Work required: Copy every record below, exactly as written.

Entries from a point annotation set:

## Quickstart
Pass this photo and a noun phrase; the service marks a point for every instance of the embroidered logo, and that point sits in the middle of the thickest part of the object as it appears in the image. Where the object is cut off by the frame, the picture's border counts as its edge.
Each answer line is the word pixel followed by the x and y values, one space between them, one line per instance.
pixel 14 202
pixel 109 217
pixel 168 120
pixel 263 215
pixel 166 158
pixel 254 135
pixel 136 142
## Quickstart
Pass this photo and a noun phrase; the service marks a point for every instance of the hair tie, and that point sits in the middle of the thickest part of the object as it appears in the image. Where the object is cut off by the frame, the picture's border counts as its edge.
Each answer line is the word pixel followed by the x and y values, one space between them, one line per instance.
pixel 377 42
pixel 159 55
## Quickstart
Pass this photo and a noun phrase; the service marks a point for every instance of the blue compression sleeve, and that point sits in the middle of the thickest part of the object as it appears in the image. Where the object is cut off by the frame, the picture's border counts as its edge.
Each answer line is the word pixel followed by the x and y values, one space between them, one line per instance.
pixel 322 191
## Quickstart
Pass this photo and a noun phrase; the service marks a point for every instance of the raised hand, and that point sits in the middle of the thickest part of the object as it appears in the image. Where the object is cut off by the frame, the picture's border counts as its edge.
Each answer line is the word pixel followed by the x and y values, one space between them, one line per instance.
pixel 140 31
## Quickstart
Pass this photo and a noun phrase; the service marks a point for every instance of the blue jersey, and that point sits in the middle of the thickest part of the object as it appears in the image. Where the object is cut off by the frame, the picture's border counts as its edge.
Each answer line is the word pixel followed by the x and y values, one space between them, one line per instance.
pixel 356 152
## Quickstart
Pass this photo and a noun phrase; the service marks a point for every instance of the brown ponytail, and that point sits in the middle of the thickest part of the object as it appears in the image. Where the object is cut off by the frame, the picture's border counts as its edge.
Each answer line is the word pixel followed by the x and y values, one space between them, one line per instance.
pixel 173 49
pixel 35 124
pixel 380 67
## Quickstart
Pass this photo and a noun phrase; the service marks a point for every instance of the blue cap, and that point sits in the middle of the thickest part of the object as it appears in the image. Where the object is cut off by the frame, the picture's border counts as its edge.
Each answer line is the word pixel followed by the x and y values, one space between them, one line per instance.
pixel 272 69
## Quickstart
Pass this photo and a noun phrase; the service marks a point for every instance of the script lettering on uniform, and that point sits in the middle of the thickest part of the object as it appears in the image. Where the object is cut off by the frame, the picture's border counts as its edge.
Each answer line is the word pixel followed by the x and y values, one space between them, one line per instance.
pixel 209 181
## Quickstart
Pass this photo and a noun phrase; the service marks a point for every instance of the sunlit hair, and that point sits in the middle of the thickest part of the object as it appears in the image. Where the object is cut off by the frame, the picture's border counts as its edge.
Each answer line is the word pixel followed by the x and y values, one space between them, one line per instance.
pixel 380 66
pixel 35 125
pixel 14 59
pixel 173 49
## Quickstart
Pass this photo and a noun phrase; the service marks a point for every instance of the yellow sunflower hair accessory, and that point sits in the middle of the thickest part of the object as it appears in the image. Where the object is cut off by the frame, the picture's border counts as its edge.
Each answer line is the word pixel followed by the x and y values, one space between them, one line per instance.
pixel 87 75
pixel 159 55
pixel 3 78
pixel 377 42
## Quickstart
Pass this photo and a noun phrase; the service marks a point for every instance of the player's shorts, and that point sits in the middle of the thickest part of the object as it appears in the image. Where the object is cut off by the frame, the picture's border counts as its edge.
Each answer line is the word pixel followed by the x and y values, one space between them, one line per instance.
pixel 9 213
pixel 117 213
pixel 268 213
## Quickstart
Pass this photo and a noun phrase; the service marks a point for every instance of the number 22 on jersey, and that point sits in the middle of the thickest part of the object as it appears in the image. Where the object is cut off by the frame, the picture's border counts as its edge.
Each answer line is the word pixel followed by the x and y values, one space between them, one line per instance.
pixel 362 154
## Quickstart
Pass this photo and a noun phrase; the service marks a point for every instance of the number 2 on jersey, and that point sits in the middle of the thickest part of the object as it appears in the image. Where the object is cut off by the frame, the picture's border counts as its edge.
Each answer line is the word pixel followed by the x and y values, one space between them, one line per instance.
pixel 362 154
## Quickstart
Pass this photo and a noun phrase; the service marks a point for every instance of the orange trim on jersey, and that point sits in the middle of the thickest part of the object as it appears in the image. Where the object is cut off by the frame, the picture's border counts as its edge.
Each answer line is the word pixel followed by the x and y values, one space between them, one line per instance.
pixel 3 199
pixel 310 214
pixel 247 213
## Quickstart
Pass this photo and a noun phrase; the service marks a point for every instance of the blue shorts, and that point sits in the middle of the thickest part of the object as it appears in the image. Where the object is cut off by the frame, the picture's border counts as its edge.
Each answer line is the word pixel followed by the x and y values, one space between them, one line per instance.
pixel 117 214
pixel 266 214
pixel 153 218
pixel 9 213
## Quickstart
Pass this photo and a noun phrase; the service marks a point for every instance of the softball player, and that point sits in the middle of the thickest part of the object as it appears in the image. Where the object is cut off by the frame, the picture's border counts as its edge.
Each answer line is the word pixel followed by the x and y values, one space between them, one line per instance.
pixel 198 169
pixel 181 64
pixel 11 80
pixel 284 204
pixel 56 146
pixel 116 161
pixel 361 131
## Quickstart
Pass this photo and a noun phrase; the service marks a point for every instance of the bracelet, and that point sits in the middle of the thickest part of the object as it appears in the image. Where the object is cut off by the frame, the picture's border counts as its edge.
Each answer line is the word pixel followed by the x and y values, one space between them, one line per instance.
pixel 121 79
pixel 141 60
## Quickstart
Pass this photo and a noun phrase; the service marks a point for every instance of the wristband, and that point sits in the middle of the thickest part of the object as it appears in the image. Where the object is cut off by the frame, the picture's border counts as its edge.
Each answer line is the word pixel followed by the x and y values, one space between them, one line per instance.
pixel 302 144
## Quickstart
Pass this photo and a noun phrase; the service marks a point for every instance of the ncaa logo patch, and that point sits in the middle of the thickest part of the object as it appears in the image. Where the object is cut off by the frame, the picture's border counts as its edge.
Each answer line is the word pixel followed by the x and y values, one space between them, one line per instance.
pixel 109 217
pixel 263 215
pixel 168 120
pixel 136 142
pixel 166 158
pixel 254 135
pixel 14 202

Solution to this task:
## Quickstart
Pass this photo and a noun phrase; the service marks a point for every instance of the embroidered logo, and that point sits in the middle of the thickest part of the object as it appears in the image. Where the object is cut off by the frame, the picture's border counts as its edge.
Each answer line is the word pixel followed by the x and y values, one space between them, one line per instance.
pixel 14 202
pixel 109 217
pixel 168 120
pixel 263 215
pixel 166 158
pixel 254 135
pixel 136 142
## Quickstart
Pass this photo and a noun phrase; the service marks a point for every instance of the hair tie, and that point sits in the middle of the thickest part of the object as it appears in the image. Where the object is cut off by the frame, the picture's border counts as its edge.
Each answer line is the word pixel followed by the x and y values, one space between them, one line per instance.
pixel 377 42
pixel 159 55
## Quickstart
Pass this photo and a noun phrase; the service marks a point for every instance of the blue compression sleeve, and that point sits in the middle of the thickest part of the object as it appears in the image. Where the object is cut off by the frame, the picture's border counts as its edge.
Each answer line is the word pixel followed by the x and y values, one space between them, one line per instance.
pixel 322 191
## Quickstart
Pass this photo and a noun phrase; the service marks a point for every instance of the raised hand, and that point sits in the middle of the thickest part of the object as it appears in the image. Where the object is cut off by the frame, the picture's border counts as its edge.
Each answer line is the word pixel followed by the x and y values, one space between them, one line per instance.
pixel 140 31
## Quickstart
Pass this photo and a noun phrase; the service marks a point for every instance of the blue jersey, and that point sits in the middle of the thickest part of the object as it appears in the image. Where the object is cut off by the frame, the picture's border counts as its edge.
Each answer line is the word pixel followed by the x and y values, one space between them, one line per instance.
pixel 356 152
## Quickstart
Pass this photo and a noun phrase; the service marks a point for every instance of the brown ponytail, and that point sits in the middle of the thickest part of the object as it appears in the image. Where the object is cut off by the frame, the picture's border counts as its edge.
Each answer line is the word pixel followed by the x and y values, one space between them, one line per instance.
pixel 173 49
pixel 35 124
pixel 380 67
## Quickstart
Pass this photo and a noun phrase; the service marks a point for every instance of the blue cap, and that point sits in the middle of the thickest part of the object as it appears in the image. Where the object is cut off by the frame, the picture's border counts as its edge.
Each answer line is the word pixel followed by the x and y values, one space between them, one line per instance.
pixel 272 69
## Quickstart
Pass this photo and a noun phrase; the service marks a point for every instance of the script lettering on uniform, and that point sits in the middle of the thickest part of the object as it appears in the image. Where the object is cut off by the frame, the picture's border counts as its edge.
Each answer line is the word pixel followed by the x and y values, one space between them, one line per instance.
pixel 209 181
## Quickstart
Pass this photo and a noun phrase; the service marks a point for every instance of the sunlit hair, and that point sits in the middle of the thickest part of the object as it appears in the image. Where the object is cut off by the frame, the picture's border counts as its edge.
Each answer line is the word pixel followed by the x and y values, one space between them, one line per instance.
pixel 380 66
pixel 35 125
pixel 14 59
pixel 173 49
## Quickstart
Pass this photo and a noun phrase; the service marks a point for every instance of the yellow sunflower hair accessory, and that point sits in the middle of the thickest part of the object as it appears in the image. Where the object is cut off by the frame, the picture's border counts as its edge.
Each answer line is the word pixel followed by the x and y values, one space between them, one line per instance.
pixel 87 75
pixel 159 55
pixel 3 78
pixel 377 42
## Quickstart
Pass this photo and a noun phrase; the service marks a point for every instance of the player's shorts, and that point sits in the middle of the thickest part of the object as it appears in the image. Where the object is cut off by the frame, the picture's border counts as its edge.
Each answer line is the word pixel followed by the x and y values, one space between them, one line per instance.
pixel 9 213
pixel 117 213
pixel 268 213
## Quickstart
Pass this photo and a noun phrase; the service marks a point for every instance of the number 22 on jersey, and that point sits in the middle of the thickest part of the object as it appears in the image. Where the object is cut off by the frame, the picture's border counts as its edge.
Each answer line is the word pixel followed by the x and y values, one space between them, one line per instance.
pixel 362 154
## Quickstart
Pass this photo and a noun phrase; the service marks a point for every instance of the number 2 on jersey, and that point sits in the middle of the thickest part of the object as it appears in the image. Where the object is cut off by the frame, the picture's border counts as its edge.
Each answer line is the word pixel followed by the x and y values, one space between them, one line per instance.
pixel 362 154
## Quickstart
Pass this photo and a noun phrase; the service marks a point for every instance of the orange trim on jersey, and that point sits in the middle of the thickest part of the object as it appears in the image. Where the object is cut off by the frame, the picture's border counts as its edge.
Each answer line is the word pixel followed by the x and y values, one space between them, one line per instance.
pixel 3 199
pixel 310 214
pixel 247 213
## Quickstart
Pass this photo and a noun phrase; the service marks a point for every instance of the blue shorts, and that point sits in the middle of the thickest part of the object as it appears in the image. Where the object is cut off by the frame, the picture's border counts as its edge.
Each answer line is the word pixel followed by the x and y values, one space between them, one line per instance.
pixel 117 214
pixel 266 214
pixel 153 218
pixel 9 213
## Quickstart
Pass this photo and a noun phrase; the service marks a point for every instance of the softball player, and that point sits in the middle of the thickest part of the object as it appears in the image. Where the object is cut off by the frame, the picture's border counts as its edge.
Each answer line is the word pixel followed by the x and y values, one space between them, one line per instance.
pixel 198 169
pixel 181 64
pixel 11 80
pixel 284 204
pixel 56 146
pixel 116 161
pixel 361 131
## Quickstart
Pass this photo and a noun phrase; the service marks a point for every instance of the bracelet, and that point sits in the middle of the thickest part of the object as it appears in the image. Where the object is cut off by the frame, the picture's border counts as its edge.
Each answer line is the word pixel followed by the x and y values, one space between them, one line per instance.
pixel 121 79
pixel 141 60
## Quickstart
Pass this photo and a noun phrase; the service marks a point for every instance of the wristband, and that point sits in the middle of the thickest part of the object as it appears in the image. Where the object is cut off by the frame, the picture's border counts as its edge.
Each answer line is the word pixel followed by the x and y values, one space between them, one line per instance.
pixel 302 144
## Quickstart
Pass this photo and a noun phrase; the service marks a point for every instance of the ncaa logo patch, and that point sits in the middle of the thickest part of the object as it appears in the image. Where the object is cut off by the frame, the picture's border counts as its edge.
Each answer line is the word pixel followed by the x and y values, one space between them, one line per instance.
pixel 109 217
pixel 263 215
pixel 168 120
pixel 136 142
pixel 166 158
pixel 254 135
pixel 14 202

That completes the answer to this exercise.